• [Exercise] Would you copy only the lines below, beginning with the one that contains "TARGET = dark rock" and running through the last entry line?

• [Provided records]
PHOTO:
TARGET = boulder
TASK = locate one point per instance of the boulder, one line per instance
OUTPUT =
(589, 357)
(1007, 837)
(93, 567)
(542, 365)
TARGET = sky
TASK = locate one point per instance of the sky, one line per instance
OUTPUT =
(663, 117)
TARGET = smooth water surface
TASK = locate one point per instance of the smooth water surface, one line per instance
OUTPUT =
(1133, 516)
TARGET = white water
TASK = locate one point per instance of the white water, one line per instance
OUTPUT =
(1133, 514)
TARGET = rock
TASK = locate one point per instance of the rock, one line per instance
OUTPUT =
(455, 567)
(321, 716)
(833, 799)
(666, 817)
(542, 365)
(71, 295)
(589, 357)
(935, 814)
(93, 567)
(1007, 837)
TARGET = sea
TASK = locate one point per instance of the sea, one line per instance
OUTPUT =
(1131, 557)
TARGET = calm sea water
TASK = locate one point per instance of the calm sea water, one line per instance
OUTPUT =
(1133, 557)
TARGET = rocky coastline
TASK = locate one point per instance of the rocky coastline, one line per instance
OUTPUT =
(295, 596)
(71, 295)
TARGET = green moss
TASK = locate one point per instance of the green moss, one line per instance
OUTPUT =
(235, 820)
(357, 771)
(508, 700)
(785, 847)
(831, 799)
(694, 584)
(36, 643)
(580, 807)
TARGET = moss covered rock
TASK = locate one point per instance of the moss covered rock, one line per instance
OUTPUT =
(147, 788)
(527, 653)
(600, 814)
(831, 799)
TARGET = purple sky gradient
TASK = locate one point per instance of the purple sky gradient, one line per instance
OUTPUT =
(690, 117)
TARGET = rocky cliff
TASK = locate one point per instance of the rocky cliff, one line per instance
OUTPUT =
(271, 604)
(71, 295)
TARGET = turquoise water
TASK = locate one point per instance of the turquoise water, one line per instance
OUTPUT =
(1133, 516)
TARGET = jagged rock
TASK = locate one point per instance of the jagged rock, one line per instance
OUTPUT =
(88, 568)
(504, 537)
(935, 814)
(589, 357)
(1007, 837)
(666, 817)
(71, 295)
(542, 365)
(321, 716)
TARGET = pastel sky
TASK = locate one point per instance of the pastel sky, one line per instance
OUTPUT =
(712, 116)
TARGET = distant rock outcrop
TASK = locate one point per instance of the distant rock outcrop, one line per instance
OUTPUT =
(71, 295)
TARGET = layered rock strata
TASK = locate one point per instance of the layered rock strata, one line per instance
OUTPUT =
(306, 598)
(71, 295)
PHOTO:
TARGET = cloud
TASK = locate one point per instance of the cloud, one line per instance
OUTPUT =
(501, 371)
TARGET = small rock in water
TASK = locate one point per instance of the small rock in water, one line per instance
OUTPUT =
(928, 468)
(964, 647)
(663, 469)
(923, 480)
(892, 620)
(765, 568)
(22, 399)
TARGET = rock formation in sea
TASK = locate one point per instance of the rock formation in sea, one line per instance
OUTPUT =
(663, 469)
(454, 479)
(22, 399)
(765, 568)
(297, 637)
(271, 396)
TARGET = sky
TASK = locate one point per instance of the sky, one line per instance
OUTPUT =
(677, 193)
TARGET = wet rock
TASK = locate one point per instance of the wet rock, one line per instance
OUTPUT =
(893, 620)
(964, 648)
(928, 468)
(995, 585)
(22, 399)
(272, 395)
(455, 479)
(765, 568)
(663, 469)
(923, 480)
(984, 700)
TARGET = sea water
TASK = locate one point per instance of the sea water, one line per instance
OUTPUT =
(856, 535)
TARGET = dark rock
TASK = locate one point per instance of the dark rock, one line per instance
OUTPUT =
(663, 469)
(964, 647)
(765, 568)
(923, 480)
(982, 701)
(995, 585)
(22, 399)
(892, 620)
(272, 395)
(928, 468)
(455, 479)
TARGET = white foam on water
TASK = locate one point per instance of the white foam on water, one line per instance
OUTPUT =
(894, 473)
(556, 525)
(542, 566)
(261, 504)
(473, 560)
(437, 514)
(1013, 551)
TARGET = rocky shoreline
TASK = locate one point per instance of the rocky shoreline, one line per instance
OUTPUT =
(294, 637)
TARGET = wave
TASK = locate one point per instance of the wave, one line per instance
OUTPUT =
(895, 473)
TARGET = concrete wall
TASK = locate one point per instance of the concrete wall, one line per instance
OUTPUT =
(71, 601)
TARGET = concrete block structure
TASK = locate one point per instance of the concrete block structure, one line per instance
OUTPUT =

• [Answer to the problem]
TARGET = dark rock
TASK = locate one point per instance of the dark rock, one line per instance
OUTPUT =
(663, 469)
(964, 647)
(765, 568)
(923, 480)
(982, 701)
(995, 585)
(22, 399)
(892, 620)
(272, 395)
(928, 468)
(455, 479)
TARGET = white foam on water
TASK = locate one point per instance of the white foam on water, one line per instance
OUTPUT =
(894, 473)
(556, 525)
(542, 566)
(261, 504)
(473, 560)
(437, 514)
(1013, 551)
TARGET = rocky shoreline
TASK = locate one point per instance of the rocky shoreline, one line per instance
OUTPUT =
(294, 637)
TARGET = wave
TASK = locate one point per instance of the wave, one line per instance
OUTPUT =
(895, 473)
TARGET = concrete wall
TASK = locate one point per instance of the concrete wall, one line per instance
OUTPUT =
(71, 601)
TARGET = concrete block structure
TASK = locate one point per instance of the concrete block structure, one line per instance
OUTPUT =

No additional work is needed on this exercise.